> [TASK ITEM]: Without reproducing any picture, copy the records word for word.

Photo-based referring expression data
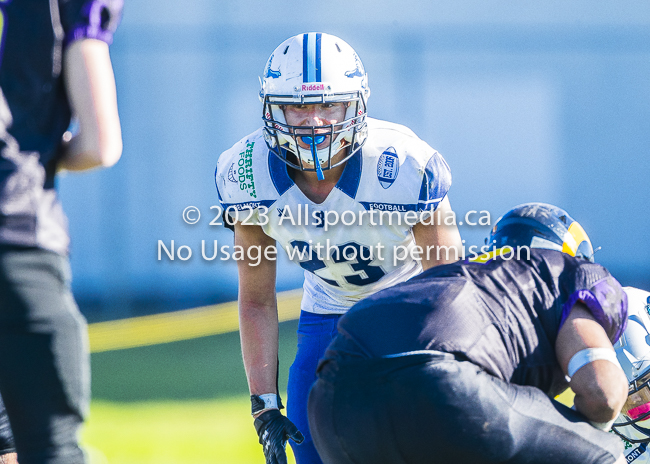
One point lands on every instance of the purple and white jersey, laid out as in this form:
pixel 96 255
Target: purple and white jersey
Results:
pixel 358 240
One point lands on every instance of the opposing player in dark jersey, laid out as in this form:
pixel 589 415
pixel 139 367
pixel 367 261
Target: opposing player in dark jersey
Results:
pixel 54 64
pixel 460 363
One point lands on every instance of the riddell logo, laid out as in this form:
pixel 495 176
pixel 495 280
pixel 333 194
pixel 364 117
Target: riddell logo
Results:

> [RESPONSE]:
One point lands on every instance of the purple and white jersey, laid out as in this form:
pixel 96 255
Target: purple and white jersey
Results:
pixel 358 240
One point lands on every instance of the opposing player in dark jersey, laid out as in this form:
pixel 589 415
pixel 139 367
pixel 367 261
Target: opposing player in dark jersey
Results:
pixel 54 64
pixel 460 363
One point lands on every instance of the riddell logo, laid out as in this form:
pixel 495 176
pixel 495 280
pixel 333 194
pixel 364 117
Target: riddell logo
Results:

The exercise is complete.